* _Challenge_: Can you repeat every row below word for word, without the pictures?

* _Extracted records_:

--------------------

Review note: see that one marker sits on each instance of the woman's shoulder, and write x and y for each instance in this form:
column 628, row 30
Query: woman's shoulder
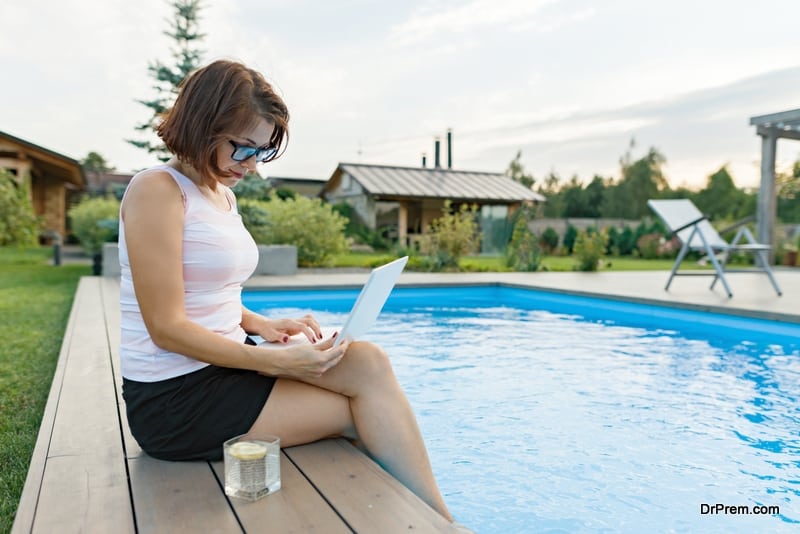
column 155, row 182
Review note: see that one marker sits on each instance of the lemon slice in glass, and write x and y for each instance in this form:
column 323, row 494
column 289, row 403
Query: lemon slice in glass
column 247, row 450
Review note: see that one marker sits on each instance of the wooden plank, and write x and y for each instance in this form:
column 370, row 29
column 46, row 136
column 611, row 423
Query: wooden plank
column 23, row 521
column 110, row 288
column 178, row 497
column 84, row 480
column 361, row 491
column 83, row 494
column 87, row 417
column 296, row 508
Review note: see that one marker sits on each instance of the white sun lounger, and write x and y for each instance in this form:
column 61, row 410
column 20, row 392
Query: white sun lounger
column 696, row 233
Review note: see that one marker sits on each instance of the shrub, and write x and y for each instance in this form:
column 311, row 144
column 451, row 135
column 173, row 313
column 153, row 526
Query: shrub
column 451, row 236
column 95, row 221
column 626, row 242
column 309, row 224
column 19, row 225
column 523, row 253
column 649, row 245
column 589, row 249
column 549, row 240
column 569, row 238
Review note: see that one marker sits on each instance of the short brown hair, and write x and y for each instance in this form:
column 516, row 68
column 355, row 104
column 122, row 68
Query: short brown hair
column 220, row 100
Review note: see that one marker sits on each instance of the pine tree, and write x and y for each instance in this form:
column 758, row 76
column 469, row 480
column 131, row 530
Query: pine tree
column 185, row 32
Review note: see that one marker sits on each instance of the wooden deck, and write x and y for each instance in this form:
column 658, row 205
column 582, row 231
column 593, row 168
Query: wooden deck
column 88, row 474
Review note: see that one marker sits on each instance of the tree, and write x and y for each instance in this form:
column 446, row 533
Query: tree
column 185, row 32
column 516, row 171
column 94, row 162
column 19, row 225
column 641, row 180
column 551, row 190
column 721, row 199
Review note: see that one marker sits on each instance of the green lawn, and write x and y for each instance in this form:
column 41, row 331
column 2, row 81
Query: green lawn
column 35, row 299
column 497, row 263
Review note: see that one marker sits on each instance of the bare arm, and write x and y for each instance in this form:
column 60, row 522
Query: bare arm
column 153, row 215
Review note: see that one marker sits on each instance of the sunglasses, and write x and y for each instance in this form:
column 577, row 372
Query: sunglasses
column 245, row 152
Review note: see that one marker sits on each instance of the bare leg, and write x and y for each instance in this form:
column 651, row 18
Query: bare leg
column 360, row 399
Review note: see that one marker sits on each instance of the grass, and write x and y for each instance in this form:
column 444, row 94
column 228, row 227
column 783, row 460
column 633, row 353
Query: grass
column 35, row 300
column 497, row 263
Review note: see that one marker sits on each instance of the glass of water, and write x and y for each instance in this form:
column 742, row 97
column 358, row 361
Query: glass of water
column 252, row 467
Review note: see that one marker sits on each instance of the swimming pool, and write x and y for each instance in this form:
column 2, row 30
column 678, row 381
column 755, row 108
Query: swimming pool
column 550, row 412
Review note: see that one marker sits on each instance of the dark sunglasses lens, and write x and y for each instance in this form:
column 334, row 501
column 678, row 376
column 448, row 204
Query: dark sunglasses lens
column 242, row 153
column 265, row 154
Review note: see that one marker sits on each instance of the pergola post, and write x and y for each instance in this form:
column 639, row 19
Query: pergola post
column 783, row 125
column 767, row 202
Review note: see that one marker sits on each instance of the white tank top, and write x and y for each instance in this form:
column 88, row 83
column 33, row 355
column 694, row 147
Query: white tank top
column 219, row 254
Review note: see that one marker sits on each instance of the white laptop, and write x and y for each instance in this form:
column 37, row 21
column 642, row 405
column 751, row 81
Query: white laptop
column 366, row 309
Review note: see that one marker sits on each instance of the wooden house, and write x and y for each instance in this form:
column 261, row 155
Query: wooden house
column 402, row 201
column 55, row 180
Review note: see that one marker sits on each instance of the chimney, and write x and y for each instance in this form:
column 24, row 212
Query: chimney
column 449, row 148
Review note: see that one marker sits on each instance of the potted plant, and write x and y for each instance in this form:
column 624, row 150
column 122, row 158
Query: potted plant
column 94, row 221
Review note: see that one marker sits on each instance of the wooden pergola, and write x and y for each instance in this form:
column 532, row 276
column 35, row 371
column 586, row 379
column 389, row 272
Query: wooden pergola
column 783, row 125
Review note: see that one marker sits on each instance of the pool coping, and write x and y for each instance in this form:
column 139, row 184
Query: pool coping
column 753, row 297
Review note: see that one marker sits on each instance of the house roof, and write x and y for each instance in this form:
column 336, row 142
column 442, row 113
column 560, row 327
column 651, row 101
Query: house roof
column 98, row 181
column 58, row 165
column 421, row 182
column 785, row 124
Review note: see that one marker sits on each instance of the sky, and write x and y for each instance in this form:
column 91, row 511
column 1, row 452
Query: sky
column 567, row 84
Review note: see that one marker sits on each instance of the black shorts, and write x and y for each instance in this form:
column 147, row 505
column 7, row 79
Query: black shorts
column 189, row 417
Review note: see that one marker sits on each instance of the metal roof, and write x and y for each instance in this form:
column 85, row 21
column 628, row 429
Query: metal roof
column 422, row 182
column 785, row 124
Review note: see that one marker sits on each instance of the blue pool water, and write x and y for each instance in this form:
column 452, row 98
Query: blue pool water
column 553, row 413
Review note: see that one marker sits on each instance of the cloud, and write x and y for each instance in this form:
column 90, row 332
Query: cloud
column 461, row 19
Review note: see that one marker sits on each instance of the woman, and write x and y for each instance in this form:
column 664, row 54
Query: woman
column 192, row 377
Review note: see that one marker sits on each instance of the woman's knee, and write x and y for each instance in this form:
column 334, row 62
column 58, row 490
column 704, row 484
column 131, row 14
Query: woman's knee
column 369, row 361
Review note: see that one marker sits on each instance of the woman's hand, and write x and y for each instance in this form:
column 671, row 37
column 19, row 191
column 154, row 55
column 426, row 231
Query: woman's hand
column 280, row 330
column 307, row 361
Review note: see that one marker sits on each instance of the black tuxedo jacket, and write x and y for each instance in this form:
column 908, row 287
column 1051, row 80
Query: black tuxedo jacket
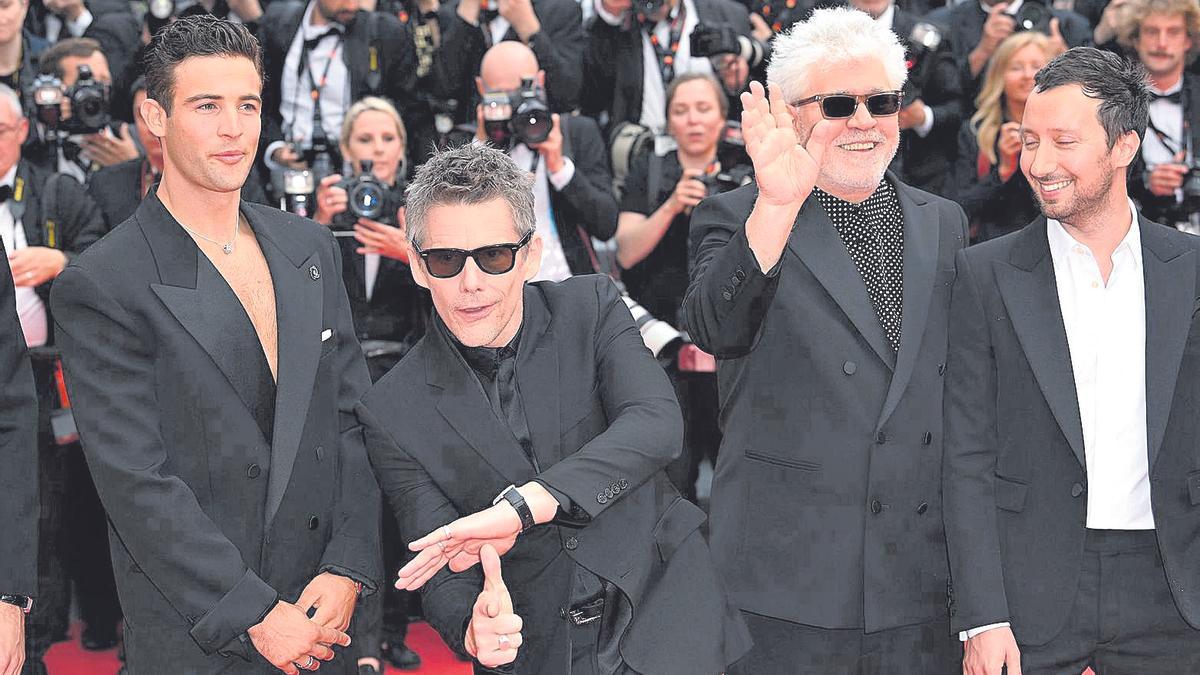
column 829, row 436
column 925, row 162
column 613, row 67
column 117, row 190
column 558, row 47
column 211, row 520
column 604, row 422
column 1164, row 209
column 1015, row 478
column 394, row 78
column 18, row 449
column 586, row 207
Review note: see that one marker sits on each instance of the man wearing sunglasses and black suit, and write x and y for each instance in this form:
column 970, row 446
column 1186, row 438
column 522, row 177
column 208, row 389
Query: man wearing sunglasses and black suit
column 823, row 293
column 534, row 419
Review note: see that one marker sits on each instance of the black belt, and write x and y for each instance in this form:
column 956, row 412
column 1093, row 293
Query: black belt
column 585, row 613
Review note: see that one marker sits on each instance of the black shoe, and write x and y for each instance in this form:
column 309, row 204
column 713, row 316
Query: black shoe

--------------------

* _Finished answer_:
Review note: see that one marker sits on each instance of the woman's shoulder, and write x and y for each instance in this form:
column 628, row 30
Query: woman's shoulder
column 155, row 182
Review note: see that one marker sits on each instance of the lemon slice in glass, and write x and y for each instance in this form:
column 323, row 494
column 289, row 403
Query: lemon slice in glass
column 247, row 450
Review note: see that one marker sits on each instance of the wooden plank, and write x and y for each instance in this form:
column 370, row 29
column 46, row 136
column 611, row 423
Query: wooden plank
column 23, row 521
column 110, row 288
column 178, row 497
column 84, row 480
column 361, row 491
column 83, row 494
column 87, row 417
column 296, row 508
Review note: see that one marker sits on each instance of the white sun lounger, and write x and y for each instance in this form:
column 61, row 410
column 20, row 392
Query: white sun lounger
column 696, row 233
Review note: see that one marker sits on each instance of the shrub, and write x and y for each instance in this form:
column 311, row 144
column 451, row 135
column 173, row 313
column 153, row 526
Query: shrub
column 451, row 236
column 95, row 221
column 626, row 242
column 309, row 224
column 19, row 225
column 523, row 253
column 649, row 245
column 589, row 249
column 549, row 240
column 569, row 238
Review note: see that one marker sits on each instance of the short brown hair, and write x and y for each instance in this form:
column 516, row 68
column 355, row 104
column 122, row 68
Query: short brown hair
column 220, row 100
Review note: see that one marker sits on each instance of the pine tree, and write x and y for each instance in this form:
column 758, row 76
column 469, row 480
column 131, row 530
Query: pine tree
column 185, row 32
Review note: see that one marker sits on each instance of the wooden deck, and write x and y for each instance in this form:
column 658, row 205
column 582, row 231
column 593, row 168
Query: wooden deck
column 88, row 474
Review note: see that one marker sits on each instance of the tree, and write x and y for each instance in this form:
column 446, row 533
Query: tree
column 185, row 32
column 516, row 171
column 94, row 162
column 19, row 225
column 641, row 180
column 551, row 190
column 721, row 199
Review note: see that one marker sits on each instance of the green lawn, and write x and y for each instance in this form:
column 41, row 331
column 2, row 81
Query: green lawn
column 35, row 299
column 497, row 263
Review note: see that one marker sits on each instance of the bare arm, and write x and y for each instance in this form:
column 60, row 522
Query: bare arm
column 153, row 215
Review note: see that one marker sits on each instance of the sunglasses, and write x and y for each instance in this form:
column 577, row 372
Query: sunglasses
column 245, row 152
Review note: see that one marker sits on each instance of the bare leg, and write x and y for each instance in this form:
column 651, row 18
Query: bare leg
column 360, row 399
Review note: see that one marker sits on each instance of the grass, and write x and y for each instance in this form:
column 444, row 94
column 228, row 227
column 783, row 460
column 633, row 353
Query: grass
column 35, row 300
column 497, row 263
Review note: see that one marker sits on each instance of the glass of water, and write x and y for each instance in this form:
column 742, row 97
column 358, row 361
Query: glass of water
column 252, row 467
Review note: see that one marker sits on each instance of the swimming pool, and write x and y for each instance in this form:
column 2, row 30
column 678, row 381
column 755, row 108
Query: swimming pool
column 550, row 412
Review note: see that one marker sits on each instance of the dark sunglasses lens, and write x and y for each instance in this form:
column 334, row 501
column 678, row 376
column 448, row 204
Query: dark sunglasses lens
column 242, row 153
column 265, row 154
Review note: see that one marker sits on each instance of the pergola post, and write x and y for each instance in this form:
column 639, row 19
Query: pergola post
column 783, row 125
column 767, row 202
Review note: see that one marker sits on each instance of the white tank top, and write x and y for each instance in this form:
column 88, row 83
column 33, row 355
column 694, row 147
Query: white tank top
column 219, row 254
Review note: see that one marker sits on each instance of the white laptop, and write x and y for each instance in this form:
column 37, row 21
column 642, row 405
column 751, row 81
Query: white laptop
column 366, row 309
Review note: see that one marker sits on each instance of the wooden house, and write x and y for each instance in this form:
column 261, row 155
Query: wooden house
column 402, row 201
column 55, row 180
Review note: see that one marker sits on each instance of the chimney, and write x and y for each instance in this form:
column 24, row 212
Query: chimney
column 449, row 148
Review note: see that one marker sits on each instance of the potted plant, and write x and y for each instance in this form:
column 624, row 150
column 122, row 158
Query: potted plant
column 94, row 221
Review note: see that one marker sits on each instance of the wooden pergola, and write x and y for each instance in this form:
column 532, row 276
column 35, row 371
column 586, row 379
column 389, row 272
Query: wooden pergola
column 783, row 125
Review note: see that one marker sits on each instance of the pool coping, and write x and y for each instance in this form:
column 139, row 184
Query: pool coping
column 753, row 297
Review note: see that one marker sits on each instance of the house roof, and write x and y for each instance in this form:
column 336, row 142
column 442, row 113
column 560, row 327
column 651, row 101
Query: house roof
column 98, row 181
column 58, row 165
column 421, row 182
column 785, row 124
Review note: see that one marker sits on each instance of the sky, and write x and y for each instance in this form:
column 91, row 511
column 1, row 452
Query: sky
column 567, row 84
Review note: see that one marker sits on each instance of the black shorts, and write x and y for each instance in this form:
column 147, row 505
column 7, row 79
Query: black shorts
column 189, row 417
Review note: see that one marker sits on each instance of the metal roof, and write x and y for each instance in this form:
column 85, row 21
column 628, row 429
Query: metal roof
column 422, row 182
column 785, row 124
Review note: see that one marker sits on each instance of the blue pool water, and write x and y for each instance in this form:
column 452, row 98
Query: blue pool water
column 553, row 413
Review note: see that one marker sits on each instance of the cloud, and write x and y for each instance in this form:
column 90, row 332
Query: cloud
column 461, row 19
Review note: see that one marker sits on each instance of the woman, and write x and y for each instance in this form:
column 664, row 54
Query: woman
column 192, row 377
Review note: see that one marker sits on each instance of the woman's knee, and write x and y for each instance in this form:
column 334, row 62
column 58, row 490
column 704, row 484
column 131, row 14
Query: woman's knee
column 369, row 361
Review note: see that one marker sits on each instance of the woman's hand, and write x and y for each instance in this form:
column 671, row 37
column 19, row 191
column 154, row 55
column 426, row 231
Query: woman's hand
column 280, row 330
column 307, row 361
Review note: see that one marker sits on each instance of the black tuxedo jacket, and write x and y for each instance in this form:
column 908, row 287
column 1051, row 80
Query: black tuxedo jacket
column 829, row 436
column 925, row 162
column 613, row 67
column 117, row 190
column 558, row 47
column 211, row 520
column 604, row 422
column 1164, row 209
column 1015, row 478
column 394, row 78
column 18, row 449
column 586, row 207
Review note: see that one marker sits on each instance of the man wearing sunglasses and black suit, and write x and y for each instance in this form:
column 970, row 446
column 1186, row 438
column 522, row 177
column 208, row 389
Query: man wearing sunglasses and black suit
column 823, row 293
column 534, row 419
Review note: see that one marker sits on each instance of the black belt, and write x and y for each instance in this form:
column 956, row 412
column 1093, row 293
Query: black belt
column 585, row 613
Review note: see that one marker sits on each instance of the black shoe, and write x and y for each instance in this form:
column 309, row 204
column 713, row 316
Query: black shoe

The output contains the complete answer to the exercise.